··· SUPPLIED ENTRIES ···
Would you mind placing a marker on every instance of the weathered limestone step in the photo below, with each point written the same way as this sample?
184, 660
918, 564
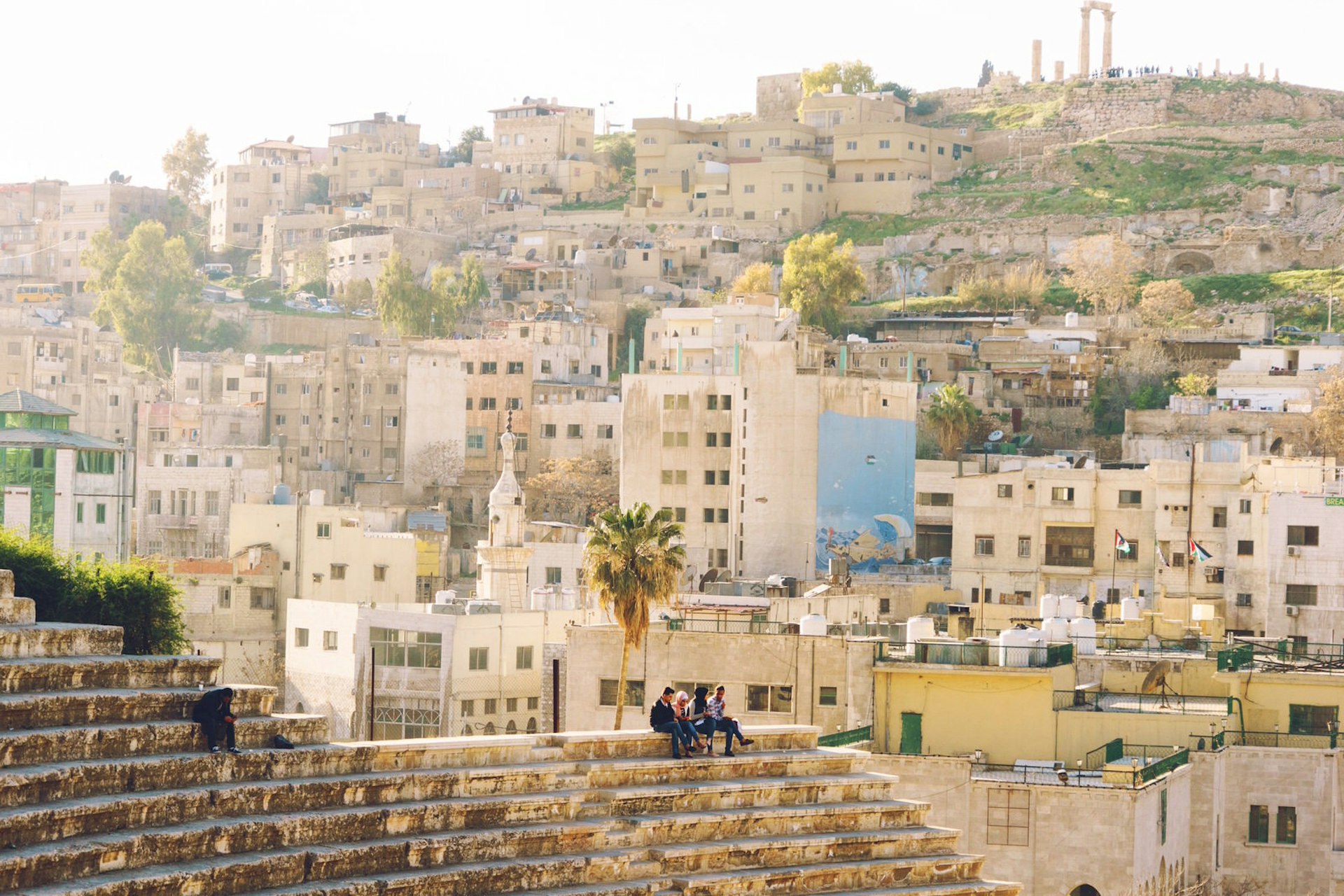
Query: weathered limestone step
29, 827
58, 640
66, 860
136, 739
917, 872
71, 673
120, 704
70, 780
738, 793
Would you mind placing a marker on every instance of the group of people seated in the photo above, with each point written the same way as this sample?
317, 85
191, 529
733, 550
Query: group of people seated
694, 723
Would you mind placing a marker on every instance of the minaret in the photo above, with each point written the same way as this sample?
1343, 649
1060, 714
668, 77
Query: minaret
503, 558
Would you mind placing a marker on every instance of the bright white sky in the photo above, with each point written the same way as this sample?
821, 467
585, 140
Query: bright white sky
99, 86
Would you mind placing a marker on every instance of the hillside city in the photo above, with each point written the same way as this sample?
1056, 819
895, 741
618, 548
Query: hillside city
999, 428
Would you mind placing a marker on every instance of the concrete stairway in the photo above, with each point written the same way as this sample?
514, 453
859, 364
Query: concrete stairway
105, 789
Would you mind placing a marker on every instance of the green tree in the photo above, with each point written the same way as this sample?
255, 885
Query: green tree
952, 416
402, 302
152, 298
853, 77
463, 150
820, 280
131, 596
632, 564
186, 166
756, 279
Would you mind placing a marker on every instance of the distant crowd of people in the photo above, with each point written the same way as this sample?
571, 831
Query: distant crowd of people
692, 723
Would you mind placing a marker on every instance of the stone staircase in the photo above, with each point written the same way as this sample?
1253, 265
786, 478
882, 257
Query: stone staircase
105, 789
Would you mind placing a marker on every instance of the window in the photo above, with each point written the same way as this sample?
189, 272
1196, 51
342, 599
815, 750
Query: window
1304, 535
405, 648
1300, 596
1310, 720
606, 692
769, 697
1285, 825
1008, 817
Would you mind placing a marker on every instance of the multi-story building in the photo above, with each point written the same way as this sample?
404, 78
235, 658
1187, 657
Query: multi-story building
270, 178
61, 484
772, 463
85, 210
374, 152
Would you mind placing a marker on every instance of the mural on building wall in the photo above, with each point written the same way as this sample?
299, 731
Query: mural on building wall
866, 491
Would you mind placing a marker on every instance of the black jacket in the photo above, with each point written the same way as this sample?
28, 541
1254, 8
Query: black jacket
214, 706
660, 713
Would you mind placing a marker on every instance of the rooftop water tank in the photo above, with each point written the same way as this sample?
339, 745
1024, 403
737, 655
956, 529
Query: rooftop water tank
920, 628
1084, 633
812, 625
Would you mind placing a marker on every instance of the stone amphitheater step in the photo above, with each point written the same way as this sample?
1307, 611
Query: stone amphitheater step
58, 640
136, 739
73, 673
120, 704
510, 860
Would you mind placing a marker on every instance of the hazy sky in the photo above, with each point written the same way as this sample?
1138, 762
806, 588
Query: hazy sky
101, 86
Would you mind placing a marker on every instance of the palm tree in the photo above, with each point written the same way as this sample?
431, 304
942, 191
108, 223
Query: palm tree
634, 566
952, 418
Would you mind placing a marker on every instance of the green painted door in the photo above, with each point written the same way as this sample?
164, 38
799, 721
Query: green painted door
911, 732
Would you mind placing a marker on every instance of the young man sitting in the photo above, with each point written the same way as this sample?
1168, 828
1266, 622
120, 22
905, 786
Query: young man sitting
715, 707
663, 719
216, 713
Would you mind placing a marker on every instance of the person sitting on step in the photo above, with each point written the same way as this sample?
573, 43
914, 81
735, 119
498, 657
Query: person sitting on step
663, 720
216, 713
730, 727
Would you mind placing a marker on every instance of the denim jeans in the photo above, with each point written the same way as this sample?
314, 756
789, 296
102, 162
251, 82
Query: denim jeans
679, 736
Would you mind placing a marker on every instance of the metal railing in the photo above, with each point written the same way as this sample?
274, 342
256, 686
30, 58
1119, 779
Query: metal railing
846, 738
1116, 701
981, 653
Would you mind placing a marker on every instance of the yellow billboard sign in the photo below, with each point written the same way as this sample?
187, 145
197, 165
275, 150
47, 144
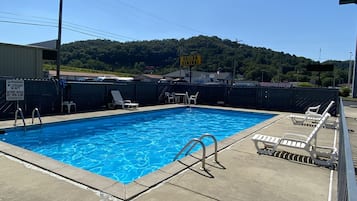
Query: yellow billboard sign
190, 60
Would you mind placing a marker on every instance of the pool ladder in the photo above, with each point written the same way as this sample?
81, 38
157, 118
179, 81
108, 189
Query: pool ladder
38, 115
193, 142
19, 110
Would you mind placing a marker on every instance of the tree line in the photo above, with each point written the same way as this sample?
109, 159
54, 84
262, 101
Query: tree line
162, 56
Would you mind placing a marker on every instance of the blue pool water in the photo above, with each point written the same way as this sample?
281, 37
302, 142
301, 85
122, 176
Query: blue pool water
127, 147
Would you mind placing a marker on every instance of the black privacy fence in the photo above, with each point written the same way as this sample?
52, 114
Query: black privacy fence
47, 96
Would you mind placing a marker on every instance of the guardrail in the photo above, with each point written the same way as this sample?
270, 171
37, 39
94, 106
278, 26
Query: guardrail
347, 188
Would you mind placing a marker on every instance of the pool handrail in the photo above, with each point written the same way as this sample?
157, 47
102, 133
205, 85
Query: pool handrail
21, 115
38, 115
195, 141
215, 145
346, 186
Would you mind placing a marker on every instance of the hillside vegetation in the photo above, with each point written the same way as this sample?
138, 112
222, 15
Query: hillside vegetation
162, 56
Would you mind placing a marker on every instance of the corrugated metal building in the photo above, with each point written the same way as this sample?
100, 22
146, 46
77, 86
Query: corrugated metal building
18, 61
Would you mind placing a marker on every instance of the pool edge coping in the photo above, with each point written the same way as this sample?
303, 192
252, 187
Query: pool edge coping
143, 184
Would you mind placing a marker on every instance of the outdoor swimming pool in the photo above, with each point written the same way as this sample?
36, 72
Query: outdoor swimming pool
129, 146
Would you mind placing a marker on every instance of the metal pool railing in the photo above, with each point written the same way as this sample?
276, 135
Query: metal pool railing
347, 188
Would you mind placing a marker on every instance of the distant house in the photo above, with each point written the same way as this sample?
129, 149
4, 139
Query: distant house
24, 61
200, 77
148, 78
···
(SHORT EXERCISE) Rewrite the part of the entries that opens with the line containing "the pool edge" and runs through the end of the entries, requests included, multiplying every answer coordinate by 2.3 and rounding to whole numbers, with halves rounded up. Leave the requests and their sample points unchanged.

(COMPLETED TASK)
Would you mind placing a marker on every instance of the pool edge coping in the photo above, with each point written the same way as this sample?
303, 192
252, 187
Query: pool edge coping
329, 423
Would you mind placing a marker on every instance of the outdoor swimming pool in the photo above, with each point written the same way as this sample?
36, 72
Query: outdoor swimming pool
297, 336
Would you mind placing a marker on every instance of the metal pool railing in the photo above, with each point written the same way as this sample?
276, 135
Query: metal pool railing
798, 432
Would you mind placing a marker on every instance of the distant house in the photo above, with each point written the same way as this sample?
129, 149
4, 139
Query: distant house
55, 140
460, 177
340, 179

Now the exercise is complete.